▶ _Selected extract_:
══════
Going back to read the article recently, I found that it began describing an unnamed "young officer in the Provisional IRA", whom I can now say was Martin McGuiness, reacting to the information that I had been interviewing John McKeague, chairman of the ultra-loyalist Shankill Defence Association: "You know, I'd love to meet Protestants like McKeague and talk to them." (Ten years later, McKeague was shot dead by the INLA).

The article went on to say that the day after the meeting with McGuinness, I was discussing the IRA campaign with an unnamed Stormont minister, who I can now say was the late Roy Bradford, and he "leaned forward in his chair and said earnestly: 'What are these young fellows like? What are their background and their philosophy? What are their political ideas?'"

"No political ideas"

If Bradford had read the article about the IRA in the Bogside when it appeared, he would have learned that "beyond Irish unity and a place for the Provisional IRA at the negotiating table, they appear to have no political ideas to contribute". They were described as indignant at being portrayed as "cold-blooded killers" by the British media.

The remaining articles in the series, which tried to gauge Protestant feelings about a political settlement and eventual Irish unity, were not mentioned in the daily reports for Mr Heath, but they outlined ideas for power-sharing and unity by consent that eventually found form in the 1973 Sunningdale Agreement and the 1998 Belfast Agreement.

My irate colleague from RTÉ was not to know that, as the British papers now reveal, the Provisional IRA two months later would use RTÉ personnel in Dublin and London to pass on feelers about a ceasefire to Mr Heath. A few months later, the RTÉ reporter Kevin O'Kelly, was to serve some days in jail following his interview with the IRA Chief of Staff, Sean MacStíofáin.

Mr Heath and the Taoiseach, Jack Lynch, used the occasion of the signing of the EEC Treaty (during which Heath had ink thrown at him by a deranged woman) to meet and discuss the situation in Northern Ireland.
══════
▶ _Brief_:
Do these statements agree with the extract on the IRA articles? Answer yes or no for each, quoting the words of the extract that decide it.
1. Kevin O'Kelly spent some days in jail after interviewing Sean MacStíofáin.
2. The remaining articles in the series were mentioned in the daily reports for Mr Heath.
3. John McKeague was shot dead by the INLA ten years later.
The material that comes next is not needed.

Records pointing to named objects
══════
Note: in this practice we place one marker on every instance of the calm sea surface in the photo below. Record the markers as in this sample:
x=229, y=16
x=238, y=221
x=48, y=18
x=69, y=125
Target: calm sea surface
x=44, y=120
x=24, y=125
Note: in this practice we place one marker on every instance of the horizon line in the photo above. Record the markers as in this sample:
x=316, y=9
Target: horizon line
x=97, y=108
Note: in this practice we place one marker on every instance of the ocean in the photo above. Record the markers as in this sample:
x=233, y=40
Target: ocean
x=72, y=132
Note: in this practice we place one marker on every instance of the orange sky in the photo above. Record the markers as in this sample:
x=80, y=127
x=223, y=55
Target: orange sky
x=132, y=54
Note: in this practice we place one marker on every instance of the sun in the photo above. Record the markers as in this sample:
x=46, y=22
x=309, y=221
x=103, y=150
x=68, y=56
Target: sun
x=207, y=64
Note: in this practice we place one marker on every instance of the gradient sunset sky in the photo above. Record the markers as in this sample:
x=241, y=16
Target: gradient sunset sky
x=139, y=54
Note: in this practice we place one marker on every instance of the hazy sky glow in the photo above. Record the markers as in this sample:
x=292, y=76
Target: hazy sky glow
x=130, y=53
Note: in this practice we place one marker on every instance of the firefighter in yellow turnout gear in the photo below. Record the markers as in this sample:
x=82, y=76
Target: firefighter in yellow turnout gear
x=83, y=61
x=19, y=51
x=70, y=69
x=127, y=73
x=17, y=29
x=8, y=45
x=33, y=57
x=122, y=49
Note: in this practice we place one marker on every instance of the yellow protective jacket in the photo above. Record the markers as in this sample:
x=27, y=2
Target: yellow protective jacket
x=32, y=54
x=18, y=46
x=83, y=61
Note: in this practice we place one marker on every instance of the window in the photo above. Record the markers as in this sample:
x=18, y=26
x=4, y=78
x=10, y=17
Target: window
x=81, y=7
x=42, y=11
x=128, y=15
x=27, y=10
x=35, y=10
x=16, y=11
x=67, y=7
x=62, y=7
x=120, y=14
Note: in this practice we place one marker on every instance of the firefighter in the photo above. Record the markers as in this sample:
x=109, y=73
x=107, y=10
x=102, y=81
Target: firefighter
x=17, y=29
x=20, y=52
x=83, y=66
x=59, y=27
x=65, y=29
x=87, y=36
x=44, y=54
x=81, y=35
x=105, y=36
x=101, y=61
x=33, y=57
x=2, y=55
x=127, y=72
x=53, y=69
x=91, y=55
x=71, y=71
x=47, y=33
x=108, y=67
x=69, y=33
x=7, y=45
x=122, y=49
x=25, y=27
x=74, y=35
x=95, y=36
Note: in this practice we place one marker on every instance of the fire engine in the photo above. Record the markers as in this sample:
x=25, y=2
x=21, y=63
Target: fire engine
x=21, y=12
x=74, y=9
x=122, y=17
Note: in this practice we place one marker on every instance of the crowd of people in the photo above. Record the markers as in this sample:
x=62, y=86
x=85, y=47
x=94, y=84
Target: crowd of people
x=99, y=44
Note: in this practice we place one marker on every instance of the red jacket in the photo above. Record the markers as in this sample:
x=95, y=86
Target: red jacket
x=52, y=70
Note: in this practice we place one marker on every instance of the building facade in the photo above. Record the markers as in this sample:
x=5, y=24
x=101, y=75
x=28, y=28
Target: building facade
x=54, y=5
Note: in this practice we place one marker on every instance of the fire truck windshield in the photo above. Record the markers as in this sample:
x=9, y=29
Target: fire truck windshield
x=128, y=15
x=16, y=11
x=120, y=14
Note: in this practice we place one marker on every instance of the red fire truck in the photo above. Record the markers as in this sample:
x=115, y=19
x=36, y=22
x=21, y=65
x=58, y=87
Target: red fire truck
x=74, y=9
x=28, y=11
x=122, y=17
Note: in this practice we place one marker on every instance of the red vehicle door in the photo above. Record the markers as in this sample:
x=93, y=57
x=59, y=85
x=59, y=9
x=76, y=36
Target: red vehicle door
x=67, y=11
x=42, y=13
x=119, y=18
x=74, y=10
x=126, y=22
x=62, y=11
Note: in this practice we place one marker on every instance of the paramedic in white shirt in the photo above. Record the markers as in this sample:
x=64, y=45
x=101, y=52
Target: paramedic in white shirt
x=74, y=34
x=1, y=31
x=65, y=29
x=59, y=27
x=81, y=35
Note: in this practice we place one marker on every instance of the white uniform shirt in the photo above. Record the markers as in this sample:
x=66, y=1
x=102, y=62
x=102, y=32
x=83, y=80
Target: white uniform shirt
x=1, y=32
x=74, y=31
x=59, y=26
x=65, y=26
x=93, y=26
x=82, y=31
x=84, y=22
══════
▶ _Answer to this exercise_:
1. Yes: "the RTÉ reporter Kevin O'Kelly, was to serve some days in jail following his interview with the IRA Chief of Staff, Sean MacStíofáin"
2. No: "were not mentioned in the daily reports for Mr Heath"
3. Yes: "Ten years later, McKeague was shot dead by the INLA"